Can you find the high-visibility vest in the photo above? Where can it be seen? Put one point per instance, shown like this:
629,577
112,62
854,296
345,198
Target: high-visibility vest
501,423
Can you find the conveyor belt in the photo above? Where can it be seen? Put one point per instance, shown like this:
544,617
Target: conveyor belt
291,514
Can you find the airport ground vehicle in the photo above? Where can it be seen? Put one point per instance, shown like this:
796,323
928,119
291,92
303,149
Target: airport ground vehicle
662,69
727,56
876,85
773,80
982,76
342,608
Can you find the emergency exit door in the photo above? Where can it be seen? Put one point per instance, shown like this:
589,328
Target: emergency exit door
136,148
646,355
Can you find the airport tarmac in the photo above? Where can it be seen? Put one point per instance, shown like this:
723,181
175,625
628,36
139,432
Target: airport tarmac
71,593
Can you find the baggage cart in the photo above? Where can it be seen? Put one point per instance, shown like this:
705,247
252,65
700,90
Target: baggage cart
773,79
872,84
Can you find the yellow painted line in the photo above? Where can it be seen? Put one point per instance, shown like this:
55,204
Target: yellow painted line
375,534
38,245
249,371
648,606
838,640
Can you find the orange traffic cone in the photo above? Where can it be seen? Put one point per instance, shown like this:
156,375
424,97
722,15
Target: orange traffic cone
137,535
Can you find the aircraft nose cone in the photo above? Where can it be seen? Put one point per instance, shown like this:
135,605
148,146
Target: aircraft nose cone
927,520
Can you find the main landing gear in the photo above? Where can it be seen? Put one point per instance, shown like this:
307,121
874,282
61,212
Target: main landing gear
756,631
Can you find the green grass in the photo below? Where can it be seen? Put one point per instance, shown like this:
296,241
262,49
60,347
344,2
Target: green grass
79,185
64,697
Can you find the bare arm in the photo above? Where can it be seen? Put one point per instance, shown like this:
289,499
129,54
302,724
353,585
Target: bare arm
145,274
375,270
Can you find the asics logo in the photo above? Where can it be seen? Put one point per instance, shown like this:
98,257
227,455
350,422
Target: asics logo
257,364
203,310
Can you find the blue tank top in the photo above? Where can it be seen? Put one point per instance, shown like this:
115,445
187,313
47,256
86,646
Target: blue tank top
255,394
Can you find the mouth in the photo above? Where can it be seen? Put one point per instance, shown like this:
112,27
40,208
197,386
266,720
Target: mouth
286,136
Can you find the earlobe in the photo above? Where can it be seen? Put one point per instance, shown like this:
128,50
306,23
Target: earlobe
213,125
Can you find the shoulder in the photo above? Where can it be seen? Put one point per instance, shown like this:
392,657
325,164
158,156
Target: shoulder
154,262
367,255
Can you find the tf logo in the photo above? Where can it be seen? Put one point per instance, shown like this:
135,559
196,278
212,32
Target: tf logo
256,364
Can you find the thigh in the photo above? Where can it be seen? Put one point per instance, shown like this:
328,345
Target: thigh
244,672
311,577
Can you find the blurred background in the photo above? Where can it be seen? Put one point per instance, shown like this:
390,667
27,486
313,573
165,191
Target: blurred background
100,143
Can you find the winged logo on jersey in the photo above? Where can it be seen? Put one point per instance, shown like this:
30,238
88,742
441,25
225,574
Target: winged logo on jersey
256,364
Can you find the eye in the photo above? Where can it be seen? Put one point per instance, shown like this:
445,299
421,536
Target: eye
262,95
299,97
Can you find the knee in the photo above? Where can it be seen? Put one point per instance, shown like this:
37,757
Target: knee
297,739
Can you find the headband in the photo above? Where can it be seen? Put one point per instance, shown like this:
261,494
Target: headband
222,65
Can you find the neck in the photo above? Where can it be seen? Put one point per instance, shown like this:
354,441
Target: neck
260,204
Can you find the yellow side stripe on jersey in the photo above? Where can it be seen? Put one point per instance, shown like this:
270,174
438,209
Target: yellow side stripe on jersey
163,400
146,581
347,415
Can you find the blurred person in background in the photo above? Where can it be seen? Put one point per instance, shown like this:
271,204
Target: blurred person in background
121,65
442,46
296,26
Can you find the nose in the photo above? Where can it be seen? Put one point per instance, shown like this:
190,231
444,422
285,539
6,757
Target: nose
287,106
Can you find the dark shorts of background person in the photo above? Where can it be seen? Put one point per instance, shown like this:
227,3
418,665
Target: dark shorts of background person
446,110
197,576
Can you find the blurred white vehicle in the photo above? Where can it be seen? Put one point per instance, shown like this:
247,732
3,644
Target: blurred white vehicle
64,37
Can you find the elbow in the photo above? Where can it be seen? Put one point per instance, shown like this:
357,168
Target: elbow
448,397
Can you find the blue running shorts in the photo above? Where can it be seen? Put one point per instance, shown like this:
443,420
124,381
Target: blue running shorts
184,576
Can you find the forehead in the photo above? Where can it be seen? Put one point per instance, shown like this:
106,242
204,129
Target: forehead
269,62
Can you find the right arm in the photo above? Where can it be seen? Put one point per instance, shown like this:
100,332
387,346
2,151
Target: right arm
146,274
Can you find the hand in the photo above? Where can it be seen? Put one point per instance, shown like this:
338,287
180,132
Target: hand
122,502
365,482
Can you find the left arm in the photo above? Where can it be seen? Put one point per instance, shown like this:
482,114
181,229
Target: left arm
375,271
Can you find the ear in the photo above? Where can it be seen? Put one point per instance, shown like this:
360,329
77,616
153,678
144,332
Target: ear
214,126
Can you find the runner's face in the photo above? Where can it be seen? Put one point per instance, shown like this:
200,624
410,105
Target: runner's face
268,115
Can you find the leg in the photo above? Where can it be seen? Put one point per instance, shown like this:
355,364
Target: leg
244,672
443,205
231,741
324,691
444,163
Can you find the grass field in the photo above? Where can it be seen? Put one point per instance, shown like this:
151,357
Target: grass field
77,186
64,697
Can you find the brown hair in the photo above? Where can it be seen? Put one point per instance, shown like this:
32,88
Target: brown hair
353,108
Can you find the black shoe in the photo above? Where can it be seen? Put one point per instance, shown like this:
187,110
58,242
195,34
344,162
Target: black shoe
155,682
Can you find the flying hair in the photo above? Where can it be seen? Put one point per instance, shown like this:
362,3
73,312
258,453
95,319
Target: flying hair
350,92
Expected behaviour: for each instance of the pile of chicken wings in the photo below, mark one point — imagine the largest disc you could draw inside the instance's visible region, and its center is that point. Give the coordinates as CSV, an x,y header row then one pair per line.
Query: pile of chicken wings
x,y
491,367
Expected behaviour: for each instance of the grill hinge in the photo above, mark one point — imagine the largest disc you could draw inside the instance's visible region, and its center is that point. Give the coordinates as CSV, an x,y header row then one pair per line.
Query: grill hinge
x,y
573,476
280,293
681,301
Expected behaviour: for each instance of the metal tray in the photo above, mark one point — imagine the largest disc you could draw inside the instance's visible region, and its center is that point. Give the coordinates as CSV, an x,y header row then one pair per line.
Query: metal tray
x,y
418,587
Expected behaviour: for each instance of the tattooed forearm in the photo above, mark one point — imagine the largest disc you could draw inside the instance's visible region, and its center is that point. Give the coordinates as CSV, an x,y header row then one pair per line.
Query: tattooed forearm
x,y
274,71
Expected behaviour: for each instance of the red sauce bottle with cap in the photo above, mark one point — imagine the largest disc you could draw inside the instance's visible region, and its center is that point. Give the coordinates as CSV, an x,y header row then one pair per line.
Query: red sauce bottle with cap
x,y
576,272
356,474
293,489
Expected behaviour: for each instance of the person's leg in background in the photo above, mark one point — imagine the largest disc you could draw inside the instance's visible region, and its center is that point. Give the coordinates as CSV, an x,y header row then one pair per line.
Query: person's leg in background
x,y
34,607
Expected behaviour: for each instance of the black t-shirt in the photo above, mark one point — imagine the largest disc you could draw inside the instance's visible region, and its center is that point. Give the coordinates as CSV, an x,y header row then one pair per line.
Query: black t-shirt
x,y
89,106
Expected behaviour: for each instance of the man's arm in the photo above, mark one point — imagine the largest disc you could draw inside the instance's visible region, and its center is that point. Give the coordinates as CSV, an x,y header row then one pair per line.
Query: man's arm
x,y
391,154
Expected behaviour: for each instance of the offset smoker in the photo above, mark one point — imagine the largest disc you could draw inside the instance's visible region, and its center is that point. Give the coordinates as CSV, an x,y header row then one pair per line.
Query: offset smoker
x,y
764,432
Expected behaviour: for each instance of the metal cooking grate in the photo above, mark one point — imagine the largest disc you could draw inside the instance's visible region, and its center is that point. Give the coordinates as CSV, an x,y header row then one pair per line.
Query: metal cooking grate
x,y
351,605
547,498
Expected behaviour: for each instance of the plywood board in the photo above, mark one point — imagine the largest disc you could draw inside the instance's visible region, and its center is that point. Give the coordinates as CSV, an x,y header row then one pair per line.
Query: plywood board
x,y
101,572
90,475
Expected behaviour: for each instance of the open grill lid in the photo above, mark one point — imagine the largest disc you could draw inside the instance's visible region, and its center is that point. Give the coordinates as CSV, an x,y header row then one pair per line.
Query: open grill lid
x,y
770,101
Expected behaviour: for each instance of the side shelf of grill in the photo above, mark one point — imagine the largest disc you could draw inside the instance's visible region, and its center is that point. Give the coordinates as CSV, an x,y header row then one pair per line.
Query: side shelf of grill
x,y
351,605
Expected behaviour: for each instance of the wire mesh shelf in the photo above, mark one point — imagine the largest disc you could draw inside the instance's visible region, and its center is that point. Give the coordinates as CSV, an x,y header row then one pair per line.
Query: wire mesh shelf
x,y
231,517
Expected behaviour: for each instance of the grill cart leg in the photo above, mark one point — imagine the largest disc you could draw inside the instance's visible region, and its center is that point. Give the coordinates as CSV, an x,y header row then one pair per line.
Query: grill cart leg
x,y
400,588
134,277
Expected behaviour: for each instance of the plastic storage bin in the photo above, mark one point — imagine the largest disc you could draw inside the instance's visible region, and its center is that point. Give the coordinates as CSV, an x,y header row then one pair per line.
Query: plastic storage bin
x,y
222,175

= = = = = = =

WORK ITEM. Your task is to copy each line of the material that contains the word "below".

ANSWER TO THIS PROBLEM.
Can you find the green grass in the photo below? Where can it be seen? Put one point per instance, shown like this:
Expected behaviour: for each instance of the pile of chicken wings in the photo below, mark one point — imagine the largest disc you could draw inside the instance's visible region, and its center is that point. Give the coordinates as CSV, an x,y header row then one pair per line.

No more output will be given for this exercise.